--- EXCERPT Enclosed Below ---

Workshop teaches ways to navigate a child’s trauma history
In April, the 8-week workshop Caring for Children Who Have Experienced Trauma began at CCFH. The course is designed for parents raising children who are in, or have been in, the child welfare system. Recognizing that these children have often experienced trauma, the curriculum gives kinship, foster, and adoptive parents tools to understand and support their child.
The workshop is led by two CCFH clinicians and a parent facilitator, Gina Brown. The parent facilitator role is a unique aspect of the workshop, a nod to the importance of incorporating lived experience into the learning environment for parents.
And Gina Brown is a unique parent facilitator, having sought on her own to go through the 40-hour staff facilitator training, which is not required for parent facilitators. Brown, who brings her experience as a kinship parent and a member of the NC Child Welfare Family Advisory Council to the role, felt that being fully trained as a facilitator would best serve parents in the workshop.
“I really thought it was important; I thought it would be helpful to parents.”

--- End of Enclosed EXCERPT ---
--- DATASET RECORDS Enclosed Below ---

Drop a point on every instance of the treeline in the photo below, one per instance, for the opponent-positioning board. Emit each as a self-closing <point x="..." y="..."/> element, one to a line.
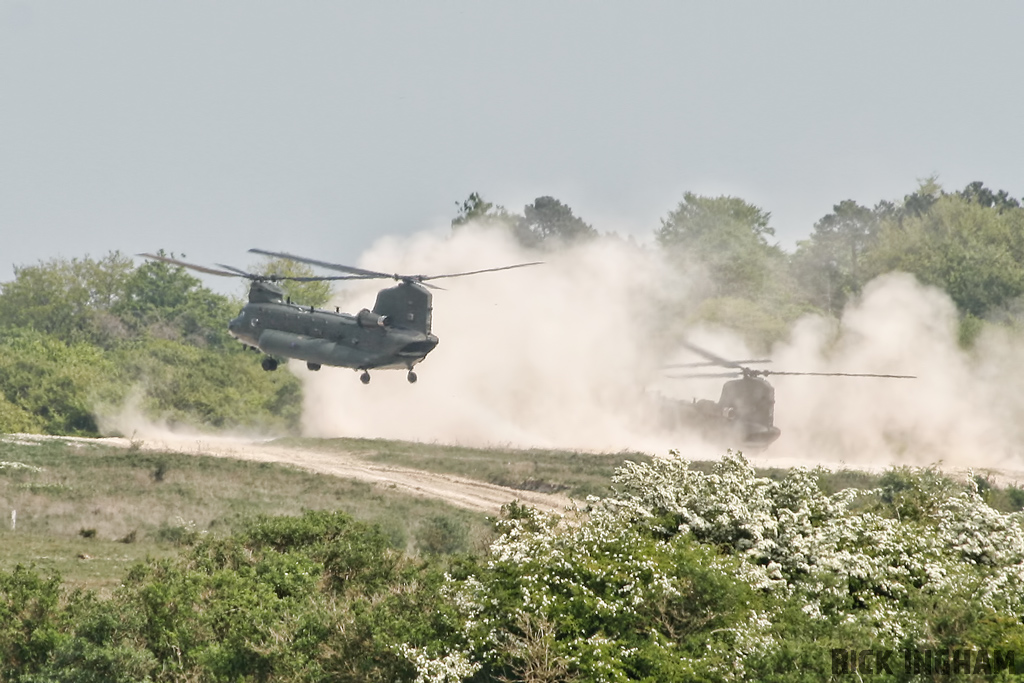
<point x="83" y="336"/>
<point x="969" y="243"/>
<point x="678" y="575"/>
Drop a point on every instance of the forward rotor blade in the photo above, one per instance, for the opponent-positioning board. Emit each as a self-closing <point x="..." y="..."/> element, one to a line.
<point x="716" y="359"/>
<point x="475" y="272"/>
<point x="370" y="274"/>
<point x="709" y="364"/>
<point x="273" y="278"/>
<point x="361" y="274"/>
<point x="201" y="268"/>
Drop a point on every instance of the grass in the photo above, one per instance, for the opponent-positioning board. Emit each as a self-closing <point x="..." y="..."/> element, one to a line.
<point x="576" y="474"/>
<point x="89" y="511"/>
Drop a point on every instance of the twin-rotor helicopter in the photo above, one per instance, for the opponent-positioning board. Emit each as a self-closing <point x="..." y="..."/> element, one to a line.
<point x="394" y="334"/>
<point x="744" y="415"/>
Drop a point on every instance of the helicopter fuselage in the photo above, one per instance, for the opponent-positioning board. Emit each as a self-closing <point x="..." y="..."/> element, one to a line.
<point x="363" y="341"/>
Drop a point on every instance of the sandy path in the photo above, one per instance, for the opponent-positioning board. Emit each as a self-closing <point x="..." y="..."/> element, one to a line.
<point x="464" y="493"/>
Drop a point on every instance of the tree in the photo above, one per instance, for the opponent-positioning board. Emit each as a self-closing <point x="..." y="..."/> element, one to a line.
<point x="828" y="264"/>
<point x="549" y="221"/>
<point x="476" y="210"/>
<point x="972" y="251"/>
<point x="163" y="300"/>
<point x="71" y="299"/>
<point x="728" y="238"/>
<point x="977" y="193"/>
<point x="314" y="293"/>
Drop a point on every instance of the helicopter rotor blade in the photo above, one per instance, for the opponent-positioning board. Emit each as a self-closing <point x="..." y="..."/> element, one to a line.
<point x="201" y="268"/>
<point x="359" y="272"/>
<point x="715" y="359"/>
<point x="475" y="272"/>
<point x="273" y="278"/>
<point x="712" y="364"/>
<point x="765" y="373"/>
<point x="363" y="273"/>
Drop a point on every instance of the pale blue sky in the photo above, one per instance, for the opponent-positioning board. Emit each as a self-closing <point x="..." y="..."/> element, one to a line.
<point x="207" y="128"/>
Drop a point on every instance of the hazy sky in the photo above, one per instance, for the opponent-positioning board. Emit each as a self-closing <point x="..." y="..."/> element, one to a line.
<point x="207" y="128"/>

--- End of Enclosed DATASET RECORDS ---

● **TASK DESCRIPTION**
Resume the article on the CCFH trauma workshop, picking up after Gina Brown's quoted remark.

● **RESPONSE**
When a child’s trauma history is shaping their current behavior, it can be stressful and isolating for the whole family. But in the workshop, parents learn alongside one another why a child behaves the way he or she does, making it easier to provide the support and care that a child who has suffered from trauma needs.
Brown appreciates the way that the workshop equips parents and communities with the knowledge that a child’s challenging behaviors are a response to trauma.
“If you use the trauma lens and give the child time and space to acclimate to feeling cared for, to feeling stability, to feeling positive emotions, to feeling structure, then you can start to build resilience. The time between when [a child] arrives and getting to that point can be long and hard…. but you’re not alone.”